*EXERCISE GOAL*
Write out the whole listing again, exactly as given.

*RECORDS TO USE*
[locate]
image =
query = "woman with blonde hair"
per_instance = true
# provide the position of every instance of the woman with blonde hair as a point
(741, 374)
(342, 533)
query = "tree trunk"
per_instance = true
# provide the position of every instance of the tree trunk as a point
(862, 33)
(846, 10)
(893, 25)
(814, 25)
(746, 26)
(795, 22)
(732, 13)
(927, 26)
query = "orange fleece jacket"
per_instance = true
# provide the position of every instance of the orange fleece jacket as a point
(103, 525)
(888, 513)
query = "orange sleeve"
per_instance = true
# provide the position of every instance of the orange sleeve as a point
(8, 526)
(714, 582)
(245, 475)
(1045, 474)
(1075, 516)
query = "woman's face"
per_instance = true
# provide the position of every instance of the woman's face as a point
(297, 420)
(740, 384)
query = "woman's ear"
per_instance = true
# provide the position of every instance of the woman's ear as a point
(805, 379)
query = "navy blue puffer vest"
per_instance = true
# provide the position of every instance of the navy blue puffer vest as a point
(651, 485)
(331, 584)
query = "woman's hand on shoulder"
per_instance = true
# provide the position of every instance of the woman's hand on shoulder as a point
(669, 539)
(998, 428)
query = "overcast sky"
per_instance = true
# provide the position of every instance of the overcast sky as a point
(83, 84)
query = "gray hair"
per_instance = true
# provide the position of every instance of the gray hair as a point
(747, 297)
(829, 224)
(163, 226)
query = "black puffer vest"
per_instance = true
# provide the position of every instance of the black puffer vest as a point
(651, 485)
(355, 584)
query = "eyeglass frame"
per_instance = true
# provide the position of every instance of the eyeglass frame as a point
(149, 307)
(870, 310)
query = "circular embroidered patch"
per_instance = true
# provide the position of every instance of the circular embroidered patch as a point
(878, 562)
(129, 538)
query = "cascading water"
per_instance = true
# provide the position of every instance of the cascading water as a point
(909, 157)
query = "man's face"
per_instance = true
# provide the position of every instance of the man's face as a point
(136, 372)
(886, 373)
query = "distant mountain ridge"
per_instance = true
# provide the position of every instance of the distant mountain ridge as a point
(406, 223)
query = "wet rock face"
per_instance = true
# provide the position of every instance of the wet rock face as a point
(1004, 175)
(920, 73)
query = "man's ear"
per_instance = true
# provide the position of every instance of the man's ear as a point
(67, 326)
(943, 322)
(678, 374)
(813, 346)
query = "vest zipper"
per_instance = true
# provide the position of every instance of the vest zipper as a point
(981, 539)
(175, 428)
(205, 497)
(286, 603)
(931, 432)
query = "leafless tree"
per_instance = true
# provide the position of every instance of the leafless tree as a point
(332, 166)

*THE RESPONSE*
[locate]
image =
query = "woman with blonde hair"
per_instance = true
# provide the position of every instance of the woman with blonde hair as a point
(741, 374)
(342, 533)
query = "tree trunk"
per_instance = true
# provide the position of every instance of the tree trunk as a point
(862, 33)
(846, 10)
(893, 25)
(814, 25)
(746, 26)
(795, 22)
(732, 13)
(927, 26)
query = "orange fleece jacket"
per_instance = true
# provide the position of every instance of the orange fleece jacket as a point
(103, 525)
(888, 513)
query = "orange sleeve"
per_instance = true
# provide the position of every instance of the orange sleeve as a point
(8, 526)
(714, 582)
(245, 475)
(1045, 474)
(1075, 516)
query = "woman's face"
per_instance = true
# provide the position of every instance of the woman's face as a point
(297, 420)
(740, 384)
query = "woman's ear"
per_instance = true
# provide the position of every instance of the woman's ear as a point
(805, 379)
query = "navy blue puffer vest"
per_instance = true
# provide the position of every instance of the navy blue puffer vest as a point
(651, 485)
(331, 584)
query = "woman's hand on shoulder"
per_instance = true
# provide the position of every instance of the woman's hand on shoulder as a point
(669, 539)
(998, 428)
query = "overcast sky"
per_instance = true
# provide the position of every instance of the overcast sky as a point
(83, 84)
query = "gray hair"
per_instance = true
# provide the position of every instance of the gray hair as a point
(747, 297)
(829, 224)
(163, 226)
query = "black puffer vest"
per_instance = true
# provide the position of every instance of the black puffer vest as a point
(651, 485)
(355, 584)
query = "eyeglass frame"
per_instance = true
# provide the position of every instance of the eyeglass frame as a point
(149, 307)
(870, 310)
query = "circular embroidered patch"
per_instance = true
# provide the position of every instance of the circular embroidered patch as a point
(878, 562)
(129, 538)
query = "cascading water"
per_instance = true
# provide the position of every instance of the cascading water as a point
(909, 157)
query = "man's face"
per_instance = true
# provide the position of every instance of the man's face as a point
(136, 372)
(886, 373)
query = "distant mountain ridge"
per_instance = true
# provide the position of every instance of the distant mountain ridge as a point
(406, 223)
query = "wet rock face"
per_instance = true
# provide the position of every instance of the wet rock face as a point
(1004, 175)
(920, 73)
query = "man's ear"
per_instance = true
# provide the position of every instance of the man's ear as a point
(67, 326)
(943, 322)
(678, 374)
(813, 346)
query = "vest zipper"
per_instance = true
# provide the position of every instance of the vest zipper as a point
(981, 539)
(175, 428)
(205, 497)
(286, 603)
(931, 432)
query = "leafless tree"
per_instance = true
# provide the position of every instance of the leafless tree as a point
(332, 166)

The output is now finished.